EXERCISE DETAILS:
Transcribe the finance abstracts below from "In this paper, we" up to and including "of business cases.", keeping every word and mark unchanged.

SUPPLIED PASSAGE:
# # # #

NICOLAS HERNANDEZ, Toronto
Scenario generation techniques in mark-to-future analysis

The fundamental conceptual difficulty in mark-to-future is the ability to generate scenarios that mimic reality. The challenge, even in the static case, is to capture multidimensional distributions with very limited amount of historical information.

In this paper, we overview existing as well as new methodologies in the generic area of scenarion generation, and introduce a collection of benchmarks to evaluate the accuracy of each technique. Finally, we apply our methodology to a number of business cases.

TOM HURD, McMaster
Estimation of multivariate Levy distributions

Since the pioneering work of Mandelbrot and Fama in the early 1960s, evidence has accumulated that many financial indices follow Levy (or stable) distributions, which arise naturally as the limiting distributions of large aggregations of variates with Pareto (or power law) distributions. Recent research on self-organizing criticality (a proposed generator for Pareto laws) has rekindled interest on the ubiquity of Pareto laws in financial data.

Although the problem of estimating univariate Levy distributions has been well-studied, little is known about estimating multivariate distributions. Unlike the Gaussian case, the multivariate Levy case is not a simple generalization of the univariate case. Multivariate Levy distributions exhibit a rich and subtle dependence structure, which, strongly influences the distribution of extreme events. Accurately estimating this dependence structure (and understanding its consequences) is therefore critical for multifactor risk management in a Levy regime.

We have developed methods to estimate multivariate Levy distributions from empirical data. Once the distribution is known, methods of multifactor portfolio optimization can be used to manage risk. This methodology is used to produce software to simulate multivariate Levy data; a known distribution can be used to generate synthetic scenarios with which to stress-test risk-management strategies. They would also provide a framework for mark-to-future analysis.

ALI LARI-LAVASSANI, University of Calgary, Calgary, Alberta  T2N 1N4
Modeling and valuing energy derivatives

Energy markets and specially electricity markets are a lot more complex than equity or interest rate or foreign exchange markets. I will discuss some issues regarding the modeling of the underlying price processes, their applications to some exotic energy derivatives and their numerical implementations.

TOM SALISBURY, York University
Knockout baskets and survivorship bias

I will describe some joint work with Moshe Milevsky and Scott Warlow, concerning the pricing of stock baskets. These baskets have knockout provisions, so that stocks may be thrown out of the basket depending on their performance relative to other components of the basket. The mathematical tools involved include conditioned Brownian motion. The financial motivation is the quantification of survivorship bias.

# # # #

STORED ROWS:
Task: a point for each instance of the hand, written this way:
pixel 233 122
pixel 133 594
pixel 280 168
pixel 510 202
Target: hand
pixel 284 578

# # # #

EXPECTED ANSWER:
In this paper, we overview existing as well as new methodologies in the generic area of scenarion generation, and introduce a collection of benchmarks to evaluate the accuracy of each technique. Finally, we apply our methodology to a number of business cases.